INSTRUCTIONS FOR THE TASK >>
Set every entry down again precisely.

RECORDED DATA >>
**********

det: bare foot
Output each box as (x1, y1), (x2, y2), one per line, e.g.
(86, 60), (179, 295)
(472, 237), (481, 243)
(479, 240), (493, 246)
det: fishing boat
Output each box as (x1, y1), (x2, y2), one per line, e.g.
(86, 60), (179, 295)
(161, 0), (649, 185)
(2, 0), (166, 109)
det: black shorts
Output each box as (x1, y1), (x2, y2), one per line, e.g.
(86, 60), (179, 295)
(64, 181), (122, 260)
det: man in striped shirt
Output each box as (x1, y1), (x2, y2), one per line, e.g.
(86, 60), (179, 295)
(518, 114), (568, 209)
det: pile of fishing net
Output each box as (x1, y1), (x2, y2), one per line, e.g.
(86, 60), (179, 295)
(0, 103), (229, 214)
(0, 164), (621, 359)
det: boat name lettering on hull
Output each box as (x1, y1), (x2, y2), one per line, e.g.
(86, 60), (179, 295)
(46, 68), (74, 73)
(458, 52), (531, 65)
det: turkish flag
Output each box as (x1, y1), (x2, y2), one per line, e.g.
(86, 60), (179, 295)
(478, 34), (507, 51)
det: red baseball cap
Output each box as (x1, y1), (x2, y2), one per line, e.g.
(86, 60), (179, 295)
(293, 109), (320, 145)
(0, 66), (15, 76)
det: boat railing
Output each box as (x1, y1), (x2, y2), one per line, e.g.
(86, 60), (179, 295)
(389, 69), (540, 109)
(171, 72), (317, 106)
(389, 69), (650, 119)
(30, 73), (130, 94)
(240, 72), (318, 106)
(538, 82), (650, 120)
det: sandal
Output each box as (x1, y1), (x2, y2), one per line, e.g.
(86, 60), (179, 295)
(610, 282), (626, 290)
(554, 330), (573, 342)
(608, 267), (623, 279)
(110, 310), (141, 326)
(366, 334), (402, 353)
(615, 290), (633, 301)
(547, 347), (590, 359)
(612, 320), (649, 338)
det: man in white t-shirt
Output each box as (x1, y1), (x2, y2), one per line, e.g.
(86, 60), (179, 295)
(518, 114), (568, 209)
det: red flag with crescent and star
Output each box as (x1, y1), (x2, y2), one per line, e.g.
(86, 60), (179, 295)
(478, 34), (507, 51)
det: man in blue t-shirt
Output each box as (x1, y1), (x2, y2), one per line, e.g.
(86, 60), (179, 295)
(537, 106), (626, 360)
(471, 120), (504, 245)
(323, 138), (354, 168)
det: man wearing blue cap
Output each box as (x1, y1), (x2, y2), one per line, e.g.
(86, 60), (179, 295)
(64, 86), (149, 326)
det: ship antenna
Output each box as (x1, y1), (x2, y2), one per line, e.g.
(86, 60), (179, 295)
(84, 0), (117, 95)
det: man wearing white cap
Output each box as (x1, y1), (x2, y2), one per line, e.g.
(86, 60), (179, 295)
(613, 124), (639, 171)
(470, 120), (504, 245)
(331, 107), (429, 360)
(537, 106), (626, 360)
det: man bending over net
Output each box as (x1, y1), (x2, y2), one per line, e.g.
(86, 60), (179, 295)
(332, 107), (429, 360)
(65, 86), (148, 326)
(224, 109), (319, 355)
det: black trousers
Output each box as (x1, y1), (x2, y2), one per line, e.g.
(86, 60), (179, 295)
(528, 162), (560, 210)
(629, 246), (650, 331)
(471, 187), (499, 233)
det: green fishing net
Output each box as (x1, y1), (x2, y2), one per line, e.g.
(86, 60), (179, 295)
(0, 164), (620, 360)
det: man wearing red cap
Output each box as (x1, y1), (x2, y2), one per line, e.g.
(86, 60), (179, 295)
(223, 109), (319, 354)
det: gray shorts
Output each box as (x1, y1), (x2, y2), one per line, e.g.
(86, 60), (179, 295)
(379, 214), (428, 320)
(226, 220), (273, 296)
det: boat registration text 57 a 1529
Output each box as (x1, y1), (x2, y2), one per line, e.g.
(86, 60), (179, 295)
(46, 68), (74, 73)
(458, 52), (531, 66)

**********

ANSWER BOX >>
det: bare foot
Output each box as (x1, y1), (x2, y2), one per line, e.g.
(86, 60), (179, 295)
(472, 237), (481, 243)
(479, 240), (493, 246)
det: fishing boat
Output each box as (x1, y1), (x2, y2), one per line, e.g.
(86, 60), (179, 295)
(161, 0), (649, 185)
(2, 0), (166, 109)
det: black shorts
Output each box as (x1, y1), (x2, y2), one per line, e.g.
(86, 60), (179, 295)
(64, 181), (122, 260)
det: man in striped shirt
Output each box as (x1, y1), (x2, y2), one per line, e.g.
(86, 60), (179, 295)
(518, 114), (568, 209)
det: pile of fishing net
Output each box as (x1, y1), (x2, y2), one per line, e.g.
(86, 60), (179, 295)
(0, 103), (229, 214)
(0, 164), (621, 359)
det: boat name lettering on hull
Output each box as (x1, y1), (x2, y2), one per line, e.g.
(86, 60), (179, 295)
(46, 68), (74, 73)
(458, 52), (531, 65)
det: turkish flag
Output each box as (x1, y1), (x2, y2), one per line, e.g.
(86, 60), (179, 295)
(478, 34), (507, 51)
det: red baseball cap
Output each box as (x1, y1), (x2, y2), one per line, e.g.
(86, 60), (179, 295)
(293, 109), (320, 145)
(0, 66), (15, 76)
det: boat railing
Output each box as (x1, y1), (x2, y2), one per line, e.g.
(86, 60), (179, 295)
(389, 69), (540, 109)
(171, 72), (317, 106)
(389, 69), (650, 119)
(30, 73), (130, 94)
(240, 72), (318, 106)
(538, 82), (650, 120)
det: sandal
Output each box as (x1, y1), (x2, y2), one per line, e.g.
(86, 60), (179, 295)
(610, 282), (626, 290)
(554, 330), (573, 342)
(608, 267), (623, 279)
(110, 310), (141, 326)
(366, 334), (402, 353)
(615, 290), (633, 301)
(547, 347), (590, 359)
(612, 320), (649, 338)
det: man in white t-shirt
Output each box as (x1, y1), (x2, y2), one per line, e.g.
(86, 60), (179, 295)
(518, 114), (568, 209)
det: red flag with crescent and star
Output each box as (x1, y1), (x2, y2), one per line, e.g.
(86, 60), (179, 295)
(478, 34), (507, 51)
det: man in blue t-shirt
Output each box as (x1, y1), (x2, y2), one per line, e.g.
(86, 60), (179, 295)
(537, 106), (626, 360)
(471, 120), (504, 245)
(323, 138), (354, 168)
det: man wearing blue cap
Output each box as (x1, y1), (x2, y2), one per line, e.g.
(86, 60), (179, 295)
(64, 86), (149, 326)
det: ship antenna
Output each box as (x1, y1), (x2, y2), one per line, e.g.
(86, 60), (179, 295)
(84, 0), (117, 95)
det: man wearing white cap
Output each box as (x1, y1), (x2, y2), one per line, e.g.
(86, 60), (179, 295)
(613, 124), (639, 171)
(470, 120), (504, 245)
(331, 107), (429, 360)
(537, 106), (626, 360)
det: man bending over net
Output each box as (x1, y1), (x2, y2), one per line, e.g.
(86, 60), (179, 295)
(332, 107), (429, 360)
(65, 86), (148, 326)
(224, 109), (319, 355)
det: black trousers
Output each box as (x1, y1), (x2, y2), one per line, e.g.
(86, 60), (179, 295)
(528, 162), (560, 210)
(629, 246), (650, 331)
(471, 187), (499, 233)
det: green fishing net
Output each box as (x1, y1), (x2, y2), one per line, e.g.
(86, 60), (179, 295)
(0, 164), (620, 360)
det: man wearing red cap
Output each box as (x1, y1), (x2, y2), one per line, e.g.
(86, 60), (179, 295)
(223, 109), (319, 354)
det: gray shorts
Output each box as (x1, y1), (x2, y2), one per line, e.g.
(86, 60), (179, 295)
(379, 214), (428, 320)
(226, 220), (273, 296)
det: boat registration text 57 a 1529
Output each box as (x1, y1), (x2, y2), one per line, e.g.
(86, 60), (179, 295)
(46, 68), (74, 73)
(458, 52), (531, 66)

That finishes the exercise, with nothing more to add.